======== Raw data ========

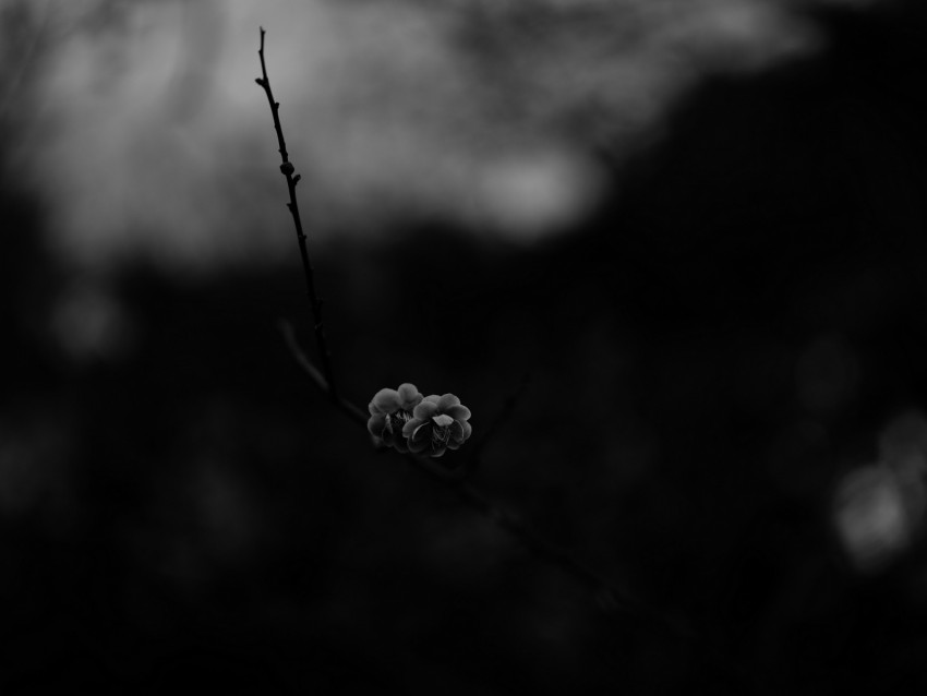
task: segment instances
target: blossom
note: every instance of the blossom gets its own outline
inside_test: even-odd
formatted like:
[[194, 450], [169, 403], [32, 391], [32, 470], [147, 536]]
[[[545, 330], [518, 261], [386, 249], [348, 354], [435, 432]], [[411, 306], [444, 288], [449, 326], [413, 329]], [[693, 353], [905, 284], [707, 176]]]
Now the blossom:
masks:
[[408, 452], [402, 428], [412, 419], [412, 409], [422, 401], [414, 384], [400, 384], [398, 389], [380, 389], [368, 406], [366, 429], [374, 437], [399, 452]]
[[440, 457], [467, 441], [473, 431], [467, 422], [469, 418], [470, 409], [459, 398], [453, 394], [433, 394], [416, 406], [412, 418], [402, 427], [402, 435], [412, 452], [428, 449], [432, 457]]

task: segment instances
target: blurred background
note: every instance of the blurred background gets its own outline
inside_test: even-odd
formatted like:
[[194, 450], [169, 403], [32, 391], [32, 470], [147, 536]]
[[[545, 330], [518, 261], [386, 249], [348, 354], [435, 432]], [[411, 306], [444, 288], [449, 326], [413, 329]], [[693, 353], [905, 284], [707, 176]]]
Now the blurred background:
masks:
[[924, 8], [0, 0], [0, 691], [923, 692]]

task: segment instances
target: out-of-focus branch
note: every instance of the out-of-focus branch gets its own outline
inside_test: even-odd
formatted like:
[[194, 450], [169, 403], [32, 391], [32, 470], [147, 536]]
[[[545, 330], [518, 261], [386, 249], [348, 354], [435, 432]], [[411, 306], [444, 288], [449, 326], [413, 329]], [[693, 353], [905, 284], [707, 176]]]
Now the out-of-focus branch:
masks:
[[293, 216], [293, 225], [297, 230], [297, 239], [299, 240], [299, 251], [302, 257], [302, 271], [305, 276], [305, 291], [309, 296], [309, 303], [312, 308], [313, 327], [315, 329], [315, 340], [318, 345], [318, 355], [322, 360], [322, 373], [325, 375], [325, 393], [330, 399], [338, 404], [338, 393], [335, 388], [335, 375], [332, 372], [332, 352], [328, 350], [328, 343], [325, 340], [325, 326], [322, 323], [322, 300], [315, 291], [315, 274], [312, 269], [312, 264], [309, 261], [309, 250], [305, 243], [305, 232], [302, 229], [302, 219], [299, 214], [299, 203], [297, 202], [297, 183], [299, 183], [300, 175], [293, 175], [294, 168], [287, 153], [287, 143], [284, 140], [284, 129], [280, 125], [280, 103], [274, 99], [274, 93], [270, 91], [270, 79], [267, 76], [267, 65], [264, 62], [264, 27], [261, 27], [261, 48], [257, 55], [261, 57], [261, 77], [255, 79], [260, 86], [264, 88], [267, 95], [267, 101], [270, 105], [270, 113], [274, 117], [274, 130], [277, 131], [277, 143], [279, 144], [280, 171], [287, 178], [287, 189], [290, 193], [290, 202], [287, 207]]

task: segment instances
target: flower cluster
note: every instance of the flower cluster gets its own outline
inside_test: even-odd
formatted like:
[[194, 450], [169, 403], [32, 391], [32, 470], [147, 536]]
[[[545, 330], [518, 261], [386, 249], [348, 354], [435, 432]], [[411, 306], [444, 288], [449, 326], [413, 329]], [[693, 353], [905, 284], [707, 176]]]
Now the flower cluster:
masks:
[[470, 409], [453, 394], [422, 396], [414, 384], [380, 389], [368, 406], [366, 428], [381, 442], [399, 452], [440, 457], [457, 449], [473, 431]]

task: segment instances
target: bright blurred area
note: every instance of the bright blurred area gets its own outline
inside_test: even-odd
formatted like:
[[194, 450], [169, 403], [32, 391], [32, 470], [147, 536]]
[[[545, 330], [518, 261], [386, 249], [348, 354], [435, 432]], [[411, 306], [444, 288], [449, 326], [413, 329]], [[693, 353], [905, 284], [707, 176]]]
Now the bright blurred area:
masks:
[[0, 694], [924, 692], [925, 8], [0, 0]]
[[821, 50], [812, 4], [3, 0], [5, 164], [69, 261], [279, 257], [263, 25], [314, 237], [530, 242], [599, 203], [597, 149], [639, 154], [709, 76]]

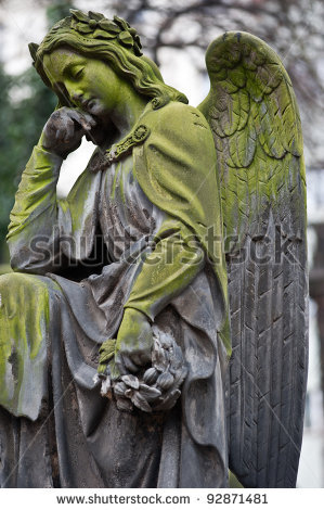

========

* **Short problem**: Render every line of the items above as a JSON list of strings, one string per line, with blank lines skipped. Leave the pictures out of the answer.

* **Result below**:
[
  "task: segment instances",
  "target: blossom",
  "note: every instance of the blossom gets its own outline",
  "inside_test: even-odd",
  "formatted like:",
  "[[194, 450], [169, 403], [32, 391], [32, 470], [147, 536]]",
  "[[[545, 330], [518, 261], [386, 249], [348, 354], [435, 432]], [[411, 306], [444, 288], [449, 326], [413, 329]], [[693, 353], [905, 284], [707, 176]]]",
  "Now the blossom:",
  "masks:",
  "[[408, 452], [402, 428], [412, 419], [412, 409], [422, 401], [414, 384], [400, 384], [398, 389], [380, 389], [368, 406], [366, 429], [374, 437], [399, 452]]",
  "[[440, 457], [467, 441], [473, 431], [467, 422], [469, 418], [470, 409], [459, 398], [453, 394], [433, 394], [416, 406], [412, 418], [402, 427], [402, 435], [412, 452], [428, 449], [432, 457]]",
  "task: segment instances",
  "target: blurred background",
  "note: every instance of the blurred background gets its own outline",
  "inside_test: even-odd",
  "formatted like:",
  "[[194, 450], [169, 403], [32, 391], [32, 470], [147, 536]]",
  "[[[545, 330], [518, 261], [386, 249], [348, 354], [435, 432]], [[411, 306], [444, 288], [449, 326], [413, 329]], [[693, 353], [905, 284], [707, 176]]]",
  "Now the blurred background:",
  "masks:",
  "[[924, 8], [0, 0], [0, 691], [923, 692]]",
  "task: segment instances",
  "target: out-of-focus branch",
  "note: every instance of the out-of-focus branch gets its own outline",
  "inside_test: even-odd",
  "formatted like:",
  "[[194, 450], [169, 403], [32, 391], [32, 470], [147, 536]]",
  "[[[545, 330], [518, 261], [386, 249], [348, 354], [435, 432]], [[411, 306], [444, 288], [449, 326], [413, 329]], [[693, 353], [905, 284], [707, 176]]]",
  "Now the out-of-focus branch:",
  "masks:",
  "[[293, 216], [293, 225], [297, 230], [297, 239], [299, 240], [299, 251], [302, 257], [302, 271], [305, 276], [305, 291], [309, 296], [309, 303], [312, 308], [313, 327], [315, 329], [315, 340], [318, 345], [318, 355], [322, 360], [322, 373], [325, 375], [325, 393], [330, 399], [338, 404], [338, 393], [335, 388], [335, 375], [332, 372], [332, 352], [328, 350], [328, 343], [325, 340], [325, 326], [322, 323], [322, 300], [315, 291], [315, 274], [312, 269], [312, 264], [309, 261], [309, 250], [305, 243], [305, 232], [302, 229], [302, 219], [299, 214], [299, 203], [297, 202], [297, 183], [299, 183], [300, 175], [293, 175], [294, 168], [287, 153], [287, 143], [284, 140], [284, 129], [280, 125], [280, 103], [274, 99], [274, 93], [270, 91], [270, 79], [267, 76], [267, 65], [264, 62], [264, 27], [261, 27], [261, 48], [257, 55], [261, 57], [261, 77], [255, 79], [260, 86], [264, 88], [267, 95], [267, 101], [270, 105], [270, 113], [274, 117], [274, 130], [277, 131], [277, 143], [279, 144], [280, 171], [287, 178], [287, 189], [290, 193], [290, 202], [287, 207]]",
  "task: segment instances",
  "target: flower cluster",
  "note: every instance of the flower cluster gets its own outline",
  "inside_test: even-odd",
  "formatted like:",
  "[[194, 450], [169, 403], [32, 391], [32, 470], [147, 536]]",
  "[[[545, 330], [518, 261], [386, 249], [348, 354], [435, 432]], [[411, 306], [444, 288], [449, 326], [413, 329]], [[693, 353], [905, 284], [707, 176]]]",
  "Now the flower cluster:",
  "masks:",
  "[[470, 409], [453, 394], [422, 396], [414, 384], [380, 389], [368, 406], [366, 428], [381, 442], [399, 452], [440, 457], [457, 449], [473, 431]]",
  "task: segment instances",
  "target: bright blurred area",
  "note: every instance of the bright blurred area gets its own outline",
  "inside_test: even-odd",
  "formatted like:",
  "[[194, 450], [169, 403], [32, 391], [32, 470], [147, 536]]",
  "[[[545, 330], [518, 261], [386, 249], [348, 354], [435, 432]], [[411, 306], [444, 288], [449, 326], [413, 329]], [[693, 353], [905, 284], [707, 176]]]",
  "Now the bright blurred area:",
  "masks:",
  "[[0, 694], [924, 692], [925, 8], [0, 0]]",
  "[[821, 50], [812, 4], [3, 0], [5, 164], [69, 261], [279, 257], [263, 25], [314, 237], [530, 242], [599, 203], [597, 149], [639, 154], [709, 76]]"
]